▸ Directive
Rewrite all of the data below with every "come across" changed to "spot" and everything else left the same. Leave the pictures out.

▸ Data to use
○ ○ ○

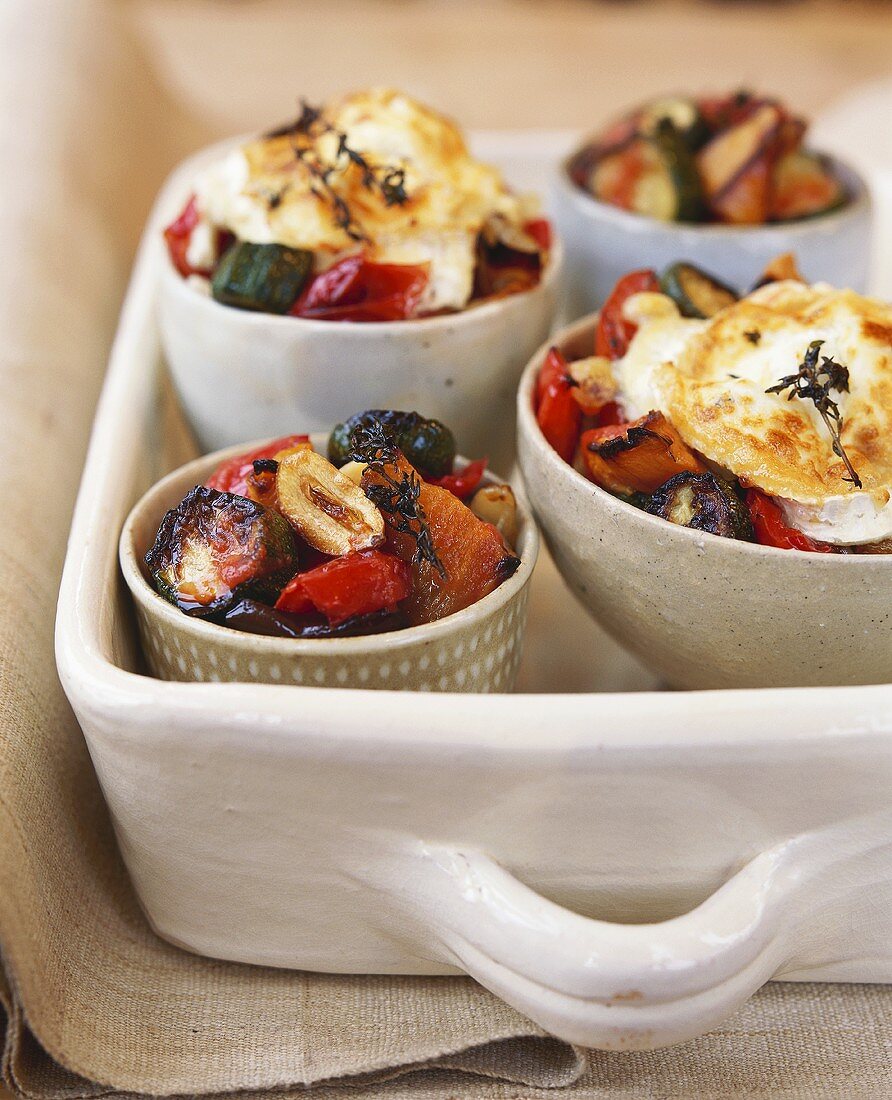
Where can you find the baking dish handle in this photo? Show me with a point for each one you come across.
(604, 985)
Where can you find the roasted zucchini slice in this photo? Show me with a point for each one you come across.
(695, 293)
(263, 277)
(428, 444)
(703, 502)
(216, 547)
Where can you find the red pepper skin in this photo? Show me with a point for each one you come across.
(463, 483)
(772, 531)
(356, 584)
(231, 476)
(539, 229)
(558, 414)
(356, 289)
(177, 237)
(614, 333)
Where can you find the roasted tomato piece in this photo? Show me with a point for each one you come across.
(771, 529)
(614, 332)
(254, 617)
(428, 444)
(177, 237)
(234, 474)
(215, 547)
(344, 587)
(703, 502)
(455, 558)
(358, 289)
(637, 457)
(558, 414)
(462, 484)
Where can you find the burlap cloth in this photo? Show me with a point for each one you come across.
(90, 1002)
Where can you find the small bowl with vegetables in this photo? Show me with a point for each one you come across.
(723, 183)
(360, 249)
(713, 475)
(373, 558)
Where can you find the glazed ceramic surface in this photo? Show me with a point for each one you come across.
(241, 375)
(702, 611)
(477, 649)
(603, 243)
(625, 866)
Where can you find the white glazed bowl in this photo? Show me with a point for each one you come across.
(603, 243)
(703, 611)
(241, 374)
(474, 650)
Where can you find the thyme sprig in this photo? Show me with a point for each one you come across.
(304, 133)
(814, 382)
(398, 497)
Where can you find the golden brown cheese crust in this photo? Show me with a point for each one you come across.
(715, 392)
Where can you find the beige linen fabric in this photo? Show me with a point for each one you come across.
(91, 1003)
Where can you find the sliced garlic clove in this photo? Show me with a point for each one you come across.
(326, 507)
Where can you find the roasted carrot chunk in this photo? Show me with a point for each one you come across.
(638, 457)
(471, 557)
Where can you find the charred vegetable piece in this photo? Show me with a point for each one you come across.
(558, 414)
(233, 475)
(254, 617)
(469, 559)
(638, 457)
(345, 587)
(264, 277)
(215, 547)
(736, 166)
(804, 186)
(772, 530)
(328, 509)
(781, 267)
(428, 444)
(695, 293)
(683, 114)
(614, 332)
(704, 503)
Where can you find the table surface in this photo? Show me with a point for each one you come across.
(507, 64)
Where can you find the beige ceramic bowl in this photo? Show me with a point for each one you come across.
(702, 611)
(474, 650)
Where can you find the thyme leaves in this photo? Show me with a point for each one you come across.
(305, 134)
(396, 492)
(814, 381)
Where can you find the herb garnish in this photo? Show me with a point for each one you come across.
(397, 497)
(388, 180)
(814, 381)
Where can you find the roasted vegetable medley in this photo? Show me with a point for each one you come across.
(737, 160)
(388, 534)
(366, 209)
(646, 459)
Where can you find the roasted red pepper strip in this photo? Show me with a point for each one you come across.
(231, 476)
(178, 234)
(558, 414)
(614, 333)
(539, 229)
(463, 483)
(356, 289)
(771, 530)
(356, 584)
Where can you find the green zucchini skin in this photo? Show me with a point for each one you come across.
(266, 278)
(703, 502)
(186, 552)
(428, 444)
(695, 293)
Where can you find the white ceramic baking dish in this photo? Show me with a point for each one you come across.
(624, 866)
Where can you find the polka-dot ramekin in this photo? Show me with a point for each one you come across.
(474, 650)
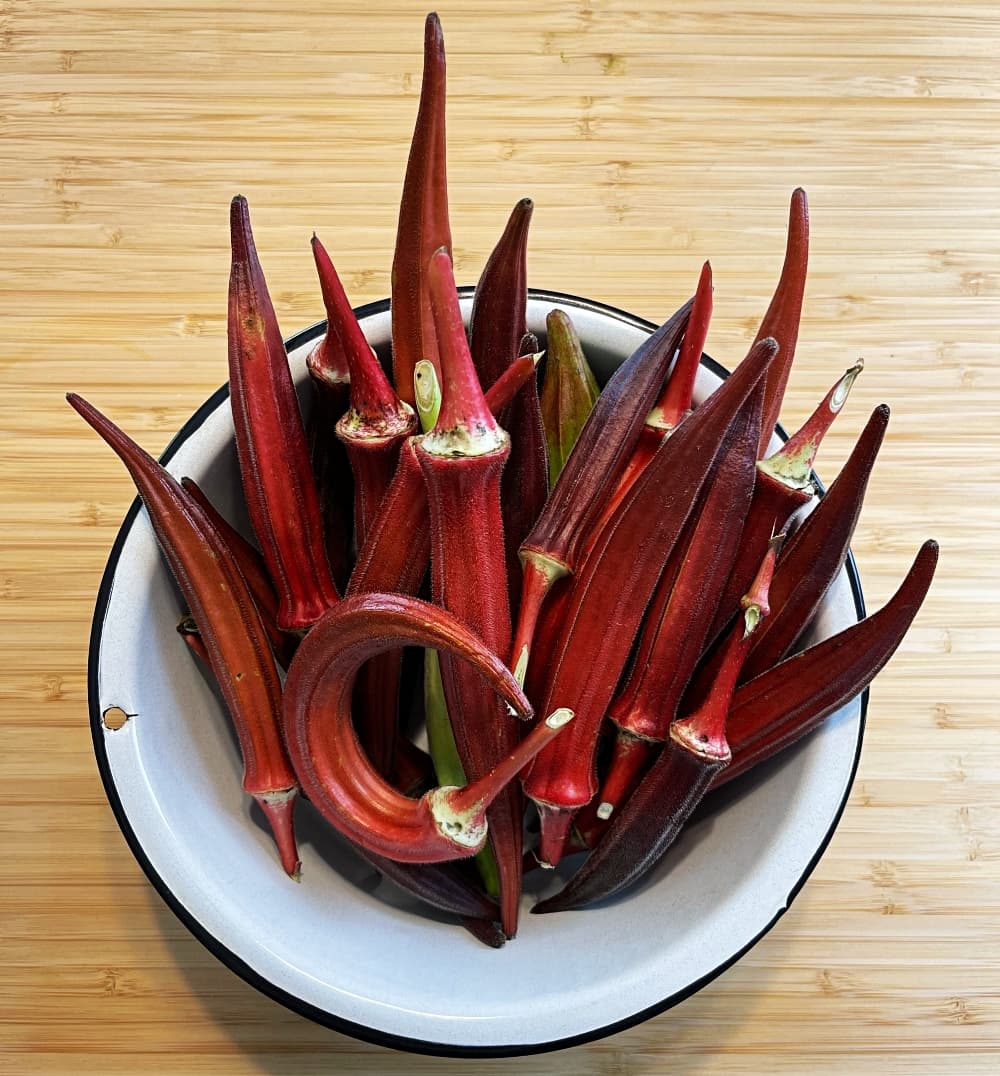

○ ○ ○

▸ Solved problem
Where can you find the baking dish handle in this photo? Show me with a point for each one you spot.
(604, 985)
Where can you find the roasted zucchini slice in this photo? Show me with a point for each one you spot.
(695, 293)
(263, 277)
(428, 444)
(703, 502)
(216, 547)
Where can you find the red pepper skin in this photo? Show me with a point for each one you spot.
(463, 483)
(772, 531)
(356, 584)
(231, 476)
(539, 229)
(558, 414)
(356, 289)
(177, 237)
(614, 333)
Where can you find the roasted tomato piece in this photo? Show me with a point for each one you spot.
(771, 529)
(614, 332)
(254, 617)
(428, 444)
(177, 237)
(234, 474)
(215, 547)
(344, 587)
(703, 502)
(455, 558)
(358, 289)
(637, 457)
(558, 414)
(462, 484)
Where can you find the burlap cloth in this photo? Show me with a point for each one you spot.
(90, 1002)
Where can you find the small bowl with vegetables in this photo? Show me with a point for each one you spot.
(723, 183)
(360, 249)
(713, 475)
(373, 558)
Where can you find the glazed ceramic surface in this photo? Show me with a point for each one you spot.
(241, 375)
(702, 611)
(477, 649)
(603, 243)
(625, 866)
Where can you find the white glazed bowl in this photo? Show me with a point for each one you spot.
(603, 243)
(703, 611)
(241, 374)
(474, 650)
Where can you find the thyme sprig in this photo? Show me with a point for each one you spot.
(304, 133)
(814, 382)
(398, 497)
Where can you find the golden brown cheese crust in this photo? Show me with a point for each one you spot.
(715, 392)
Where can you find the beige linen fabric in this photo? Show me with a point for each one you spot.
(91, 1003)
Where can you find the sliced garlic clove in this photo? Show me with a point for each one you spot.
(326, 507)
Where can you find the roasted carrot chunk in this photo? Show me with a point for each one you spot.
(638, 457)
(471, 557)
Where can you find the charred vegetable piece in this photo? Show me with a point for each one you spot.
(558, 414)
(233, 475)
(254, 617)
(469, 559)
(638, 457)
(345, 587)
(264, 277)
(215, 547)
(736, 166)
(804, 186)
(772, 530)
(328, 509)
(781, 267)
(428, 444)
(695, 293)
(683, 114)
(614, 332)
(704, 503)
Where can you find the table surface in this photo? Show me with a point for each one you spot.
(507, 64)
Where can you find the beige ceramic bowl in this photo? Show me with a point for each one you spot.
(702, 611)
(474, 650)
Where can you find the thyme leaves in this photo? Show me with a point for each one you spot.
(305, 134)
(396, 492)
(814, 381)
Where can you find the herb garnish in this photo? Show me with a point for each one you spot.
(397, 497)
(388, 180)
(814, 381)
Where can you find the roasted vegetable medley in this photo? Show me with a point for each one you spot.
(737, 160)
(388, 534)
(366, 209)
(646, 459)
Where can you find the roasted red pepper strip in this photo? Show me with a point for each one you spot.
(231, 476)
(178, 234)
(558, 414)
(614, 333)
(539, 229)
(463, 483)
(356, 289)
(771, 530)
(356, 584)
Where can you find the green zucchini skin in this photo? Show me with a point for each one you spot.
(266, 278)
(703, 502)
(186, 552)
(428, 444)
(695, 293)
Where can you find the white ceramic baking dish in this photo? Show me with a point for each one you spot.
(624, 866)
Where can you find the polka-dot ramekin in this photo? Show me with a point for each one you spot.
(474, 650)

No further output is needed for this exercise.